[Given problem]: Can you copy the rows below word for word, starting at the line that contains "Accessibility service: describe the location of swimming pool" and ending after the line that contains "529,302 -> 567,318"?

[Data shown]:
§ §
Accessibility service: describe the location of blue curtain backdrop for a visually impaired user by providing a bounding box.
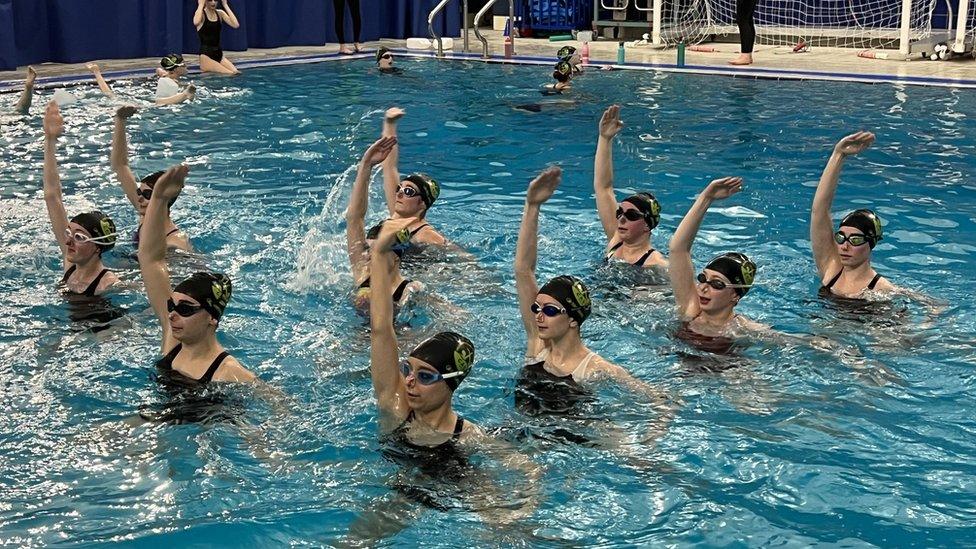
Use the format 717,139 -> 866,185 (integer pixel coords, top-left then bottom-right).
0,0 -> 461,70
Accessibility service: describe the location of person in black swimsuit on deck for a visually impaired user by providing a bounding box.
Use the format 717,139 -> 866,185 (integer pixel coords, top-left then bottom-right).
593,105 -> 668,267
346,137 -> 423,315
139,165 -> 256,384
515,167 -> 667,424
193,0 -> 241,75
810,132 -> 898,299
44,101 -> 119,297
111,106 -> 193,252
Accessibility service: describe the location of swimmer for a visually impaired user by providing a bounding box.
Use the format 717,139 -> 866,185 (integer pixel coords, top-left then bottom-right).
376,47 -> 403,74
44,101 -> 119,297
139,164 -> 256,384
193,0 -> 241,76
156,53 -> 197,106
346,137 -> 423,312
14,67 -> 37,114
810,132 -> 896,299
383,107 -> 449,246
112,106 -> 193,252
515,166 -> 666,402
593,105 -> 668,267
669,177 -> 767,343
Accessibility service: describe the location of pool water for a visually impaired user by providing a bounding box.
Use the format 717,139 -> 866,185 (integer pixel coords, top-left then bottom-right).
0,59 -> 976,546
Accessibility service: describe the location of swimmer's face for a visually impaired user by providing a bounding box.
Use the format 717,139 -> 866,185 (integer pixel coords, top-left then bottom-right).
834,227 -> 871,267
529,294 -> 579,340
695,269 -> 739,313
400,357 -> 452,412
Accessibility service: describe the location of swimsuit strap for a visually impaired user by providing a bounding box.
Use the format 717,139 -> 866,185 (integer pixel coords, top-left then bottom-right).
197,351 -> 230,383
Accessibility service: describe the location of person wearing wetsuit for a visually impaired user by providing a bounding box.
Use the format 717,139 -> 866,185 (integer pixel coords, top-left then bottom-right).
111,106 -> 193,251
383,107 -> 450,246
193,0 -> 241,75
346,137 -> 422,315
810,132 -> 895,298
669,177 -> 764,350
44,101 -> 119,297
139,164 -> 256,383
515,166 -> 664,413
593,105 -> 668,267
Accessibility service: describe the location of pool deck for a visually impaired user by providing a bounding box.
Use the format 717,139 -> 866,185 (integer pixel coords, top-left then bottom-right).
0,30 -> 976,92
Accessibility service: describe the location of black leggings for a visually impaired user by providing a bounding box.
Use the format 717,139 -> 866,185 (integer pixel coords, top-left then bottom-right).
332,0 -> 363,44
735,0 -> 759,53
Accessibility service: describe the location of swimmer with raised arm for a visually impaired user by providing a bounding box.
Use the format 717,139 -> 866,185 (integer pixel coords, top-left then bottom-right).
44,101 -> 119,297
111,106 -> 193,251
139,165 -> 256,384
193,0 -> 241,76
593,105 -> 668,267
669,177 -> 765,339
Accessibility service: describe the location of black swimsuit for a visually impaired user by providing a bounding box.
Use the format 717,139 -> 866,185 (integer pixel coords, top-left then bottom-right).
197,12 -> 224,63
603,242 -> 654,267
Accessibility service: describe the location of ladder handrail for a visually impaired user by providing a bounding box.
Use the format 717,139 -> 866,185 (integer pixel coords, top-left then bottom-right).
427,0 -> 451,57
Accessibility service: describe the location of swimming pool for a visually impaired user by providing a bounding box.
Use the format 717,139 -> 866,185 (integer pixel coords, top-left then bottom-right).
0,60 -> 976,546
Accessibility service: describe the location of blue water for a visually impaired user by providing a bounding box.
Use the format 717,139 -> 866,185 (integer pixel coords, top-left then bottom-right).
0,55 -> 976,547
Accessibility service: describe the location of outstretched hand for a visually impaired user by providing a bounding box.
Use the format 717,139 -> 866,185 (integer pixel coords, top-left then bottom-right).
702,177 -> 742,200
44,99 -> 64,139
525,166 -> 563,205
834,132 -> 874,156
153,164 -> 190,202
600,105 -> 624,139
363,137 -> 397,167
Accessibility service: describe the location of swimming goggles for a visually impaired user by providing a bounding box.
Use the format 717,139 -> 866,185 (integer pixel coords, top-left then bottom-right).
697,273 -> 752,290
400,360 -> 461,385
166,298 -> 203,318
617,206 -> 644,221
834,231 -> 871,246
529,302 -> 567,318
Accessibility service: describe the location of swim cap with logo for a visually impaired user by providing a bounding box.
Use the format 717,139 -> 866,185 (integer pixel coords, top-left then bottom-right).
410,332 -> 474,391
173,272 -> 232,320
705,252 -> 756,297
71,210 -> 118,252
840,209 -> 884,250
539,275 -> 592,324
621,192 -> 661,230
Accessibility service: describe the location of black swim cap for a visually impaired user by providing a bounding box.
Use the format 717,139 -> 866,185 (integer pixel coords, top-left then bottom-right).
705,252 -> 756,297
410,332 -> 474,391
539,275 -> 592,324
71,210 -> 118,253
622,193 -> 661,230
403,173 -> 441,209
840,209 -> 884,250
173,272 -> 232,320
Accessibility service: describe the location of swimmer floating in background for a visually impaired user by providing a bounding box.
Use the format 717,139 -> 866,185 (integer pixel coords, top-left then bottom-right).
112,106 -> 193,251
593,105 -> 668,267
139,165 -> 256,384
44,101 -> 119,297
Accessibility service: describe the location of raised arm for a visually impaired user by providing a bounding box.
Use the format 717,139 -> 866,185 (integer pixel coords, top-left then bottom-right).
369,216 -> 416,416
139,164 -> 190,354
810,132 -> 874,279
346,137 -> 396,282
217,0 -> 241,29
593,105 -> 624,240
14,67 -> 37,114
85,63 -> 115,97
515,166 -> 563,355
668,177 -> 742,320
112,105 -> 139,212
44,101 -> 68,268
383,107 -> 406,217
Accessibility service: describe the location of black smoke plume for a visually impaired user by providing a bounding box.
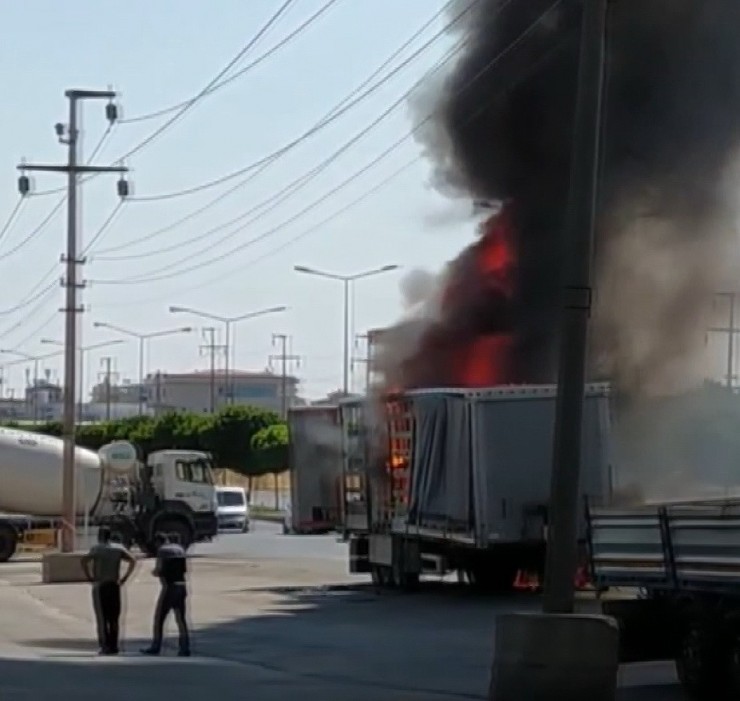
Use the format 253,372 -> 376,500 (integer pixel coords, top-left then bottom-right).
396,0 -> 740,391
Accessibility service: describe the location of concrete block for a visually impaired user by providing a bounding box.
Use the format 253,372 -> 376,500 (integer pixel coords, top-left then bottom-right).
41,553 -> 87,584
488,614 -> 619,701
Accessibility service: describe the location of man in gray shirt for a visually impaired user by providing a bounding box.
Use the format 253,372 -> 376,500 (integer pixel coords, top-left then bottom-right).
82,526 -> 136,655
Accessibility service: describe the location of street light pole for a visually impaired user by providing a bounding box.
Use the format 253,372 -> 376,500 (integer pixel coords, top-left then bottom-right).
41,338 -> 124,423
543,0 -> 608,614
170,306 -> 287,404
293,265 -> 401,395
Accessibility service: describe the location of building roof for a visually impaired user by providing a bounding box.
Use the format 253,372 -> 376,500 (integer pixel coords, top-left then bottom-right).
147,368 -> 298,383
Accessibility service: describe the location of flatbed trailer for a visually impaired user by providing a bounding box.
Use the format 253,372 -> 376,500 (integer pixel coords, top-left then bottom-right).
342,385 -> 612,590
586,497 -> 740,700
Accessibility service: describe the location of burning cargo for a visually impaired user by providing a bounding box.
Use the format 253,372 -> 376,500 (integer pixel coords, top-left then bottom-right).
341,385 -> 612,589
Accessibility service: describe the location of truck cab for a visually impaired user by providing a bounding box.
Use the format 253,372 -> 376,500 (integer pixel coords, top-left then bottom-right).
99,441 -> 218,554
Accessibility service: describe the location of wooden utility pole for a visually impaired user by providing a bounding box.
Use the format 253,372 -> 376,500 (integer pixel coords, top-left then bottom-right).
352,333 -> 372,394
709,292 -> 740,389
18,90 -> 128,553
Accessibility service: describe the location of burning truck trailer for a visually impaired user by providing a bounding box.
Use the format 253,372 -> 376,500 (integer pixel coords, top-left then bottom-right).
340,384 -> 612,590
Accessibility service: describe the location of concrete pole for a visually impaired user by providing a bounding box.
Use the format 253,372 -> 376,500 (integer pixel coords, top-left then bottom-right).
543,0 -> 607,614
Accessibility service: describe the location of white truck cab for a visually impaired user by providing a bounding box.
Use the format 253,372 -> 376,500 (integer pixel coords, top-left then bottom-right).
98,441 -> 218,553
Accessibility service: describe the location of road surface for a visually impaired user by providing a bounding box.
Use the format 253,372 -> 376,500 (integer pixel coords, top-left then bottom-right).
194,521 -> 347,564
0,523 -> 682,701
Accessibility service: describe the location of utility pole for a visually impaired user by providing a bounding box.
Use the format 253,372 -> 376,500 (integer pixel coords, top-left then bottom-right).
269,333 -> 301,510
269,333 -> 301,421
18,90 -> 128,553
200,326 -> 225,414
100,356 -> 118,421
543,0 -> 608,614
709,292 -> 740,389
352,333 -> 371,394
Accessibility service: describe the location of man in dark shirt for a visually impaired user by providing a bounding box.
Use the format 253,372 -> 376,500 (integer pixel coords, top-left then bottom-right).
82,527 -> 136,655
142,533 -> 190,657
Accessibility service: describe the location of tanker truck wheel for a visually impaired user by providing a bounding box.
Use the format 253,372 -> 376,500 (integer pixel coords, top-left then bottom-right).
0,525 -> 18,562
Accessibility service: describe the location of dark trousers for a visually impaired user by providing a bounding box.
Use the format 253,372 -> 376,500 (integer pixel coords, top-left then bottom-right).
152,584 -> 190,652
93,582 -> 121,652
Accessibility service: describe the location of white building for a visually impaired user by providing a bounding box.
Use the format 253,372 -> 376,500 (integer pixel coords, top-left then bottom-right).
145,370 -> 298,414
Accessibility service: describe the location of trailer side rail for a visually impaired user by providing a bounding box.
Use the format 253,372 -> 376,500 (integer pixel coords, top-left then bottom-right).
587,503 -> 740,594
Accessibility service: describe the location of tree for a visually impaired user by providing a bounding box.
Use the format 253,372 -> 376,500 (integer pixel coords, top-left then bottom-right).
201,406 -> 279,475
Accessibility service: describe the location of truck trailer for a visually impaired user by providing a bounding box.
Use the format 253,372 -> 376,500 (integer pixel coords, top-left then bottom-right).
586,495 -> 740,701
283,405 -> 342,533
0,428 -> 218,562
341,384 -> 614,590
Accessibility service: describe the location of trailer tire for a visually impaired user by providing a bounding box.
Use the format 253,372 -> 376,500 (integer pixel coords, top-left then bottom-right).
152,516 -> 193,554
676,626 -> 730,701
390,563 -> 419,592
0,524 -> 18,562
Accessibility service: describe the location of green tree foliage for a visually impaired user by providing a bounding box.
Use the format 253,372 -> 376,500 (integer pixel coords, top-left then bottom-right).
6,406 -> 288,475
252,423 -> 289,474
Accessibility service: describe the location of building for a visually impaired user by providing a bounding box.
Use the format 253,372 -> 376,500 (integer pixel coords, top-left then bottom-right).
144,370 -> 299,414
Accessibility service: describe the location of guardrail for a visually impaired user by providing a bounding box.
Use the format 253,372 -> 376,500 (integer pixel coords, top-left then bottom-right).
587,500 -> 740,595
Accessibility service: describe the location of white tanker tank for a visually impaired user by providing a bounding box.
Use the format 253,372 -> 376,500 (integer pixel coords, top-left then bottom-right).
0,428 -> 103,517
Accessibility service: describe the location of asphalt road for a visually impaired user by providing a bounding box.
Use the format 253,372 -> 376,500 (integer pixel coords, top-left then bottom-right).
193,521 -> 347,563
0,522 -> 684,701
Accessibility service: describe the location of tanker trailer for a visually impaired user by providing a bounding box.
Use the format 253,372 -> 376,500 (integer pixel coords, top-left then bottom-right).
0,428 -> 218,562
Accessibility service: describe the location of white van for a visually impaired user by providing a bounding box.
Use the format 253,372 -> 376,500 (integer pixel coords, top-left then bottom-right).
216,487 -> 249,533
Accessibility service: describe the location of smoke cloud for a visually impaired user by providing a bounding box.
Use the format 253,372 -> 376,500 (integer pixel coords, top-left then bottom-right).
382,0 -> 740,392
§ §
[Response]:
Accessibility service: describe the location of swimming pool for a visually impaired user by providing a bounding box.
Use the format 717,139 -> 866,185 (integer pixel coords, top-left then bottom-right).
0,60 -> 976,546
Accessibility service: describe the location of blue water for a visually impaired user by providing a bounding box.
Use the format 717,139 -> 866,185 (integer pixel coords, top-left then bottom-right).
0,55 -> 976,547
Accessibility service: describe the location of outstretched hand for a visually impaired user by providing a bounding box.
Use the format 717,139 -> 866,185 (integer pixel coords, top-left then bottom-right).
702,177 -> 742,200
44,99 -> 64,139
525,166 -> 563,205
834,132 -> 874,156
153,164 -> 190,202
600,105 -> 624,139
363,137 -> 397,167
Accessibility service: describe the location of swimming goggles for a visually impaired user by providing a bounding box.
Use the format 717,139 -> 866,185 (integer pixel coords, top-left then bottom-right).
697,273 -> 752,290
400,360 -> 461,385
166,298 -> 203,318
617,206 -> 644,221
834,231 -> 871,246
529,302 -> 567,318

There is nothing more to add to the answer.